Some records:
........
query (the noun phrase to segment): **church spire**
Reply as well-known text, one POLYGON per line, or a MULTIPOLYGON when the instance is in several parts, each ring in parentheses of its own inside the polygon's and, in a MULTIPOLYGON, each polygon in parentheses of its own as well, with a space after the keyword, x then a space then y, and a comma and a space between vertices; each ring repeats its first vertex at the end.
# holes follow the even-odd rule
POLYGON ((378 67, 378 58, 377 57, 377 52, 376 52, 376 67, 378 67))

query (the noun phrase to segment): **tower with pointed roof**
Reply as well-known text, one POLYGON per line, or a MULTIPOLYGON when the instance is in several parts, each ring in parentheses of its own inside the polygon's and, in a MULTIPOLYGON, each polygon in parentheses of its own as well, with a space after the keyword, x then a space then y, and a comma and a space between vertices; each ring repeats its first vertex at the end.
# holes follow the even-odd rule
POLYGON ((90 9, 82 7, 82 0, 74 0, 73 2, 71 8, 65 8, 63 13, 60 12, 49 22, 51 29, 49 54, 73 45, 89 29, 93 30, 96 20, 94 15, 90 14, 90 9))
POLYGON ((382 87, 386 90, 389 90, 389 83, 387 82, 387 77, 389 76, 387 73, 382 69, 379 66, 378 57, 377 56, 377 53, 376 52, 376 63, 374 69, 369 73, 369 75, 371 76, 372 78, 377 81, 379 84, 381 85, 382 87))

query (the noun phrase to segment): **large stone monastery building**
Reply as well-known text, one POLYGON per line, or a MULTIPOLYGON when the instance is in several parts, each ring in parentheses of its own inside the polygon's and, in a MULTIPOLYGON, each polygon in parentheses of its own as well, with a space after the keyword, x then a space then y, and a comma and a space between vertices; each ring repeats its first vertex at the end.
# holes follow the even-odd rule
........
WHAT IS NEEDED — Could you reproduce the whole listing above, line for line, without changing anything?

COMPLETE ANSWER —
query (the noun phrase to segment): **church spire**
Reply as well-known text, one POLYGON per line, or a MULTIPOLYGON when the instance is in several parts, each ring in parentheses of its own inside the polygon's and, in a MULTIPOLYGON, each polygon in parentheses of its own as well, with a space after the keyword, x then a space then y, and a comma and a space between vertices; each ring repeats its first vertex at the end.
# holes follow the even-odd rule
POLYGON ((378 67, 378 58, 377 57, 377 52, 376 52, 376 67, 378 67))

query (the noun phrase to segment): **tower with pointed roof**
Reply as well-known text, one POLYGON per line, or a MULTIPOLYGON when the instance is in several parts, each ring in parentheses of its own inside the polygon's and, in a MULTIPOLYGON, each polygon in parentheses of its own as well, with a space after the keyword, x then a space then y, and a comma and a space between vertices; each ring repeats its first vertex at the end.
# holes follow the even-odd rule
POLYGON ((90 9, 82 7, 82 0, 74 0, 73 2, 71 8, 65 8, 63 13, 60 12, 49 22, 51 29, 49 54, 73 45, 89 29, 93 30, 96 20, 94 15, 90 14, 90 9))
POLYGON ((382 87, 386 90, 389 90, 389 83, 387 82, 387 77, 389 76, 387 73, 382 69, 379 66, 378 57, 377 56, 377 53, 376 52, 376 63, 374 69, 369 73, 369 75, 371 76, 372 78, 377 81, 379 84, 381 85, 382 87))

query (the noun phrase to segment): **large stone monastery building**
Reply as well-known text, one POLYGON per line, or a MULTIPOLYGON when the instance is in several parts, each ring in parentheses of its own inside the polygon's and, in a MULTIPOLYGON, each polygon in parentheses of its own as well, with a space after the keyword, x then a space then y, and a comma and a space between vertices; each ring repeats its first vertex at the end.
# holes follow the even-odd rule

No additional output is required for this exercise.